[Begin DATASET RECORDS]

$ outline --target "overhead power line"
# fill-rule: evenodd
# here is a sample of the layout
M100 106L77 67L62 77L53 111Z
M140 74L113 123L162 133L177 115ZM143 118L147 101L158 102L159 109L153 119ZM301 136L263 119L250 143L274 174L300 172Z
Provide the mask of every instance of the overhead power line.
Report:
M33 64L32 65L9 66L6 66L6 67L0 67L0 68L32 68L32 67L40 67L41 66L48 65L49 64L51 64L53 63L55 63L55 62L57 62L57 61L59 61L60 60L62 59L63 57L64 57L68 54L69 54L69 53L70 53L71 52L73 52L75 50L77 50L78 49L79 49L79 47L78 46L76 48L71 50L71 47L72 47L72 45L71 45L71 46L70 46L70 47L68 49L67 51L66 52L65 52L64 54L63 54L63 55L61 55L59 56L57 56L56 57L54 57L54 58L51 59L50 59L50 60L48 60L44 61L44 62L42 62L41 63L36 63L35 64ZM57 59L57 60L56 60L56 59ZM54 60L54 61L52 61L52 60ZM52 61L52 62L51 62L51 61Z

[End DATASET RECORDS]
[Begin DATASET RECORDS]

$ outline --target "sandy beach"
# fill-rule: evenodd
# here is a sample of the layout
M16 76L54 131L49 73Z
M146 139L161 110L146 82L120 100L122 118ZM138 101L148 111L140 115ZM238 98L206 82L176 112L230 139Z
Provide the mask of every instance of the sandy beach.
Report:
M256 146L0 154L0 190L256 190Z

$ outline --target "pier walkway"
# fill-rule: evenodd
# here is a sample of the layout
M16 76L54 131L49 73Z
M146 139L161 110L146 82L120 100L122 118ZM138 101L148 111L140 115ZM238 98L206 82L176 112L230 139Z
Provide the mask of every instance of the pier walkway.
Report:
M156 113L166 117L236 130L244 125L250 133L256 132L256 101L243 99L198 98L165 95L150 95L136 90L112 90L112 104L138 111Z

[End DATASET RECORDS]

## TO DO
Count the lines of the records that contain the string "mask", treating uppercase and lowercase as different. Reply with only the number.

## COMPLETED TASK
3